[Goal]: Copy out exactly every line from the line containing "A single pin marks each instance of the panda lying" until the records below end, inclusive of both boundary lines.

╔══

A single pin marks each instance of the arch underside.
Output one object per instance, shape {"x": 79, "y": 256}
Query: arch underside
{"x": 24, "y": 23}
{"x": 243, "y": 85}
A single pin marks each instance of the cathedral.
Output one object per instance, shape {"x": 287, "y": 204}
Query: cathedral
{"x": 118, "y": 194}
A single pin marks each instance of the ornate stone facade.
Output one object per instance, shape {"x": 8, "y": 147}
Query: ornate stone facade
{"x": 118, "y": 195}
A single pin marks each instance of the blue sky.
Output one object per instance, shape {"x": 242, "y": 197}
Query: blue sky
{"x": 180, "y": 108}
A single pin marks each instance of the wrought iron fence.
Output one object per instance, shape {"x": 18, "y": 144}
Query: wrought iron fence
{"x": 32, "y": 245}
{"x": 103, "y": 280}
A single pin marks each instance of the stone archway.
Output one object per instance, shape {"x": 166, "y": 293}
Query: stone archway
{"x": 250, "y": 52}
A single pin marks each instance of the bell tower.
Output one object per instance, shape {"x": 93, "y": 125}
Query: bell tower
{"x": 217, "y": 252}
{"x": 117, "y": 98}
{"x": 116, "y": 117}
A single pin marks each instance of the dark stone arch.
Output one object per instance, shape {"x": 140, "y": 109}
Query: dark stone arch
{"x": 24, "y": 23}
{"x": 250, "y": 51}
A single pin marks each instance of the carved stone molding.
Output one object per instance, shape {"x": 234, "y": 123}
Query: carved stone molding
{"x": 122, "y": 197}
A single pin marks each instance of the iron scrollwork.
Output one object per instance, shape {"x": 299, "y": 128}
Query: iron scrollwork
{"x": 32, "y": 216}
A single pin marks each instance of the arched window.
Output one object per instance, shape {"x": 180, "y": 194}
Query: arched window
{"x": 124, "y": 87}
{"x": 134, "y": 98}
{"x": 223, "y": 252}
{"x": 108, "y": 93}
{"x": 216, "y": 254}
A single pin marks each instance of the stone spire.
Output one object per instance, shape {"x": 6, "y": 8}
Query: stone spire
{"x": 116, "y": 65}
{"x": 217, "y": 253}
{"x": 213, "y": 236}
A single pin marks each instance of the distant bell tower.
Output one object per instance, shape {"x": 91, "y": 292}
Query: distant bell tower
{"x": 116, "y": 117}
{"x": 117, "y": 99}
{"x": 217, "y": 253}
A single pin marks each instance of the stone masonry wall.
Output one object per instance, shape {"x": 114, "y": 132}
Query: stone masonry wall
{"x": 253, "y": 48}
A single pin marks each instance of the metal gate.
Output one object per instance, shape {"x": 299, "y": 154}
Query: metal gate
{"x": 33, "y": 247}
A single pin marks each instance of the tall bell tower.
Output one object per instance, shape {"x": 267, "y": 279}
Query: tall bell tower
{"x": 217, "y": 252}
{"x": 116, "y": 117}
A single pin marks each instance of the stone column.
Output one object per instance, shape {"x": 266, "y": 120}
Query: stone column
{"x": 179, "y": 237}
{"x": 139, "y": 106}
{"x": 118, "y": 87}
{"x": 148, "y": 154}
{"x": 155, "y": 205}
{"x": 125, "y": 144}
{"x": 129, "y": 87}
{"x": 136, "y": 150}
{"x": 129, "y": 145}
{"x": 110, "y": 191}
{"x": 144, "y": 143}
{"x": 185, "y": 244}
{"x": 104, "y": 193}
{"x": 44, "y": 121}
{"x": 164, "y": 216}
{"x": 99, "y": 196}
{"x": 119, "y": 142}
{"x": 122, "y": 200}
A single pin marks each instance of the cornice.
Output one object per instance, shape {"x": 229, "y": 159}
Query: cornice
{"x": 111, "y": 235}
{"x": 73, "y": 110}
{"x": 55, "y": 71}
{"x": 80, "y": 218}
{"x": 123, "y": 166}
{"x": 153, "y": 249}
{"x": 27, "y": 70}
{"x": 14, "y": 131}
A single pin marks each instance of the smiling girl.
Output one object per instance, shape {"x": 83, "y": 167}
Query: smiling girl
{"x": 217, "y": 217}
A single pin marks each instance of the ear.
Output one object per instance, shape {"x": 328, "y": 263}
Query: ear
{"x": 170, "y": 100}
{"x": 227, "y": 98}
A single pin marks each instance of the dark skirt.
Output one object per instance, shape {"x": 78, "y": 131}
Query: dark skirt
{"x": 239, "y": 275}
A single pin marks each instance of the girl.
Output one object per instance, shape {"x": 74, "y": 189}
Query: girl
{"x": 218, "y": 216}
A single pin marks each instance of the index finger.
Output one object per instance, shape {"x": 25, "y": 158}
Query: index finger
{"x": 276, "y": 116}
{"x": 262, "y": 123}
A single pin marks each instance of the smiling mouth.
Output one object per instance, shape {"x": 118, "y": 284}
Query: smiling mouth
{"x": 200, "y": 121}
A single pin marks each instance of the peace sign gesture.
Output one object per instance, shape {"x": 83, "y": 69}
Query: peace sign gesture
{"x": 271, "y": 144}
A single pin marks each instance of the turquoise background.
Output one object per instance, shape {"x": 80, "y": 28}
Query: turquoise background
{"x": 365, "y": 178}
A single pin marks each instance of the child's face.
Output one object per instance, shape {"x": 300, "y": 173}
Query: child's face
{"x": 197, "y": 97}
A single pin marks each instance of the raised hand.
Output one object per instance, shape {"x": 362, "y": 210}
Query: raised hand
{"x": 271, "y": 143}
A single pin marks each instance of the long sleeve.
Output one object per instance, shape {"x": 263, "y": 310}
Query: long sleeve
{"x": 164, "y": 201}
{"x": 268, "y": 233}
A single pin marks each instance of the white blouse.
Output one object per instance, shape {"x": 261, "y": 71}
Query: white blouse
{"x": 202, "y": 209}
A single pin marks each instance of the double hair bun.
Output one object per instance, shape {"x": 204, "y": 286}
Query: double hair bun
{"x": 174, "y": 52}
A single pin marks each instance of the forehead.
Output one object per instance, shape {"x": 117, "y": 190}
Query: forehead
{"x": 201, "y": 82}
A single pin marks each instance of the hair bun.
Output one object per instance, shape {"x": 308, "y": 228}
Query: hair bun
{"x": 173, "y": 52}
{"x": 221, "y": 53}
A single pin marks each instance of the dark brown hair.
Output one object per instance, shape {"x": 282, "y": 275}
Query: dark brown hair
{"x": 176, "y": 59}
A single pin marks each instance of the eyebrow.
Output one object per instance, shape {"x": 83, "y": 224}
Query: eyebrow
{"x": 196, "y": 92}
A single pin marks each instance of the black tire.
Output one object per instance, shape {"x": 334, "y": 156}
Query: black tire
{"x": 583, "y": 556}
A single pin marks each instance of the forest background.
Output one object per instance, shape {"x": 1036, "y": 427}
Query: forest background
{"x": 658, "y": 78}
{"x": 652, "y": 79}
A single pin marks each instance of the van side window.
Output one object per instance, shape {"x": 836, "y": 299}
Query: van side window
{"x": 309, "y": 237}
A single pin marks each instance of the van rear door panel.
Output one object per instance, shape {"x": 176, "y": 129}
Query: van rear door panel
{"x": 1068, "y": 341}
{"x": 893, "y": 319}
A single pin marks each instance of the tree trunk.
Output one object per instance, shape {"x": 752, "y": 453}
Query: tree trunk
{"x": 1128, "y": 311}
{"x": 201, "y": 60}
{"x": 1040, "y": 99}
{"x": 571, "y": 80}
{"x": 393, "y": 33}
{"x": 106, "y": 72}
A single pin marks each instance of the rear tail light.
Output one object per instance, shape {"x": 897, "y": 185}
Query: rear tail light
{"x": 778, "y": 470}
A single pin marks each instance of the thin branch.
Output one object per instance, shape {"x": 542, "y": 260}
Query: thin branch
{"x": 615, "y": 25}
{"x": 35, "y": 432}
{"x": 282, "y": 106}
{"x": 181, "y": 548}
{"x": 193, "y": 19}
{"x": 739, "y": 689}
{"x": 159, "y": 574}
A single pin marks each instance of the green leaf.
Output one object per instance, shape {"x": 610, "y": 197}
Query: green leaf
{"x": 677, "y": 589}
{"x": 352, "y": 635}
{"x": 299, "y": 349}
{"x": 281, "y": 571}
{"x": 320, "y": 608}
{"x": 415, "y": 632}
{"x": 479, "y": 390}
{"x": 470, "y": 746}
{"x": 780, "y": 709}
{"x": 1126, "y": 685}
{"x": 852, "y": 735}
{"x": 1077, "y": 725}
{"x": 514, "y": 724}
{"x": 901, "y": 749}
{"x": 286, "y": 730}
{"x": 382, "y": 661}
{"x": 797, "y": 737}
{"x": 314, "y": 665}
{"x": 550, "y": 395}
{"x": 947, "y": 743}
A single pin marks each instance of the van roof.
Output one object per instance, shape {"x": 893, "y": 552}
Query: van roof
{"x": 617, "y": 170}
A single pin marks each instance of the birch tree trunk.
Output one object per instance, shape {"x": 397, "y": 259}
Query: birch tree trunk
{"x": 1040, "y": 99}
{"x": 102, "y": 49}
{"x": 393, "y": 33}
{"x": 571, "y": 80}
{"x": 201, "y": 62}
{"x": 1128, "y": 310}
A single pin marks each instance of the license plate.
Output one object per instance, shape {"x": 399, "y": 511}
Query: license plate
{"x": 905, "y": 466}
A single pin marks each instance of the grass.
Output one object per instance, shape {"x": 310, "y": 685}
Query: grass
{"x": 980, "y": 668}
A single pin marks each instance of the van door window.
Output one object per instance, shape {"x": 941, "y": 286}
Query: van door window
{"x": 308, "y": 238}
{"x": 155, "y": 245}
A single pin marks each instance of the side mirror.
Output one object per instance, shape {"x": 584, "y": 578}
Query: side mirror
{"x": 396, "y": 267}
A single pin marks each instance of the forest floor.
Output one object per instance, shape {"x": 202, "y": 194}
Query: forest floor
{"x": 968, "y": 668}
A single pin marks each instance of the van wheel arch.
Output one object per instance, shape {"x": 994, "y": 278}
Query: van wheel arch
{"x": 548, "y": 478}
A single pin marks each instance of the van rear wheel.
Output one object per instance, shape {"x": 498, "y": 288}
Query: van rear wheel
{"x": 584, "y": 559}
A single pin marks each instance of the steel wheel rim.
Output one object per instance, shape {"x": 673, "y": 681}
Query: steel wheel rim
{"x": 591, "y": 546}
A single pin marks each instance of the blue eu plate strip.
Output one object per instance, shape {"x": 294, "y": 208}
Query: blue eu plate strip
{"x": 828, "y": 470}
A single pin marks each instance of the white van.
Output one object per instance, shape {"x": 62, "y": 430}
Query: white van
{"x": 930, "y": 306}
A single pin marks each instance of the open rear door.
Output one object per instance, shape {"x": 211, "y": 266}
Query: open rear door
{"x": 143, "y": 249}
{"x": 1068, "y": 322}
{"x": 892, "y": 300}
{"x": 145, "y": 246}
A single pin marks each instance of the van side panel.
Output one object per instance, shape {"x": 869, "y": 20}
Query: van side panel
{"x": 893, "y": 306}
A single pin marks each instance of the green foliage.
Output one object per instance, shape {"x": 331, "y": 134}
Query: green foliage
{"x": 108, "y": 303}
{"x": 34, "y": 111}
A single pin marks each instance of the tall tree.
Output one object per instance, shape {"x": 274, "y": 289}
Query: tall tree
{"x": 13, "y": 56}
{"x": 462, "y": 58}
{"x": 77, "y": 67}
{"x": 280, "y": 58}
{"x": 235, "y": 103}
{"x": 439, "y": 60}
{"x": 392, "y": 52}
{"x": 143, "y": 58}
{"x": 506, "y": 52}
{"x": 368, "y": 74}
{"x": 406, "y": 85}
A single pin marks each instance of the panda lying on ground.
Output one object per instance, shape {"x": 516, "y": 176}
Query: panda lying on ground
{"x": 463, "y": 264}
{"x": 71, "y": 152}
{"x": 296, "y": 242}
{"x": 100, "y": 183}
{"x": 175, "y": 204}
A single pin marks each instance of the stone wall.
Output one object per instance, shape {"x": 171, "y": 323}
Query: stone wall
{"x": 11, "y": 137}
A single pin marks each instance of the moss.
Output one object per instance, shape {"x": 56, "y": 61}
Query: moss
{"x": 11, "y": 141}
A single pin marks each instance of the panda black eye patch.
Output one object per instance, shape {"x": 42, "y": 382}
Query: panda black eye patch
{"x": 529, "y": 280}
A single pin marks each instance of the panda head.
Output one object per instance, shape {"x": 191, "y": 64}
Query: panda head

╚══

[Full answer]:
A single pin marks each instance of the panda lying on ground.
Output one object per instance, shape {"x": 516, "y": 176}
Query: panda lying on ground
{"x": 463, "y": 264}
{"x": 71, "y": 152}
{"x": 296, "y": 242}
{"x": 100, "y": 183}
{"x": 175, "y": 204}
A single pin marks each instance of the stone wall.
Output one object per instance, shape {"x": 171, "y": 323}
Query: stone wall
{"x": 11, "y": 137}
A single pin marks each instance of the moss.
Output one object per instance, shape {"x": 56, "y": 61}
Query: moss
{"x": 11, "y": 141}
A single pin marks each instance of the panda black eye patch.
Output one object per instance, shape {"x": 42, "y": 382}
Query: panda black eye patch
{"x": 529, "y": 280}
A single pin marks each instance of the panda head.
Output one object per instance, shape {"x": 191, "y": 64}
Query: panda head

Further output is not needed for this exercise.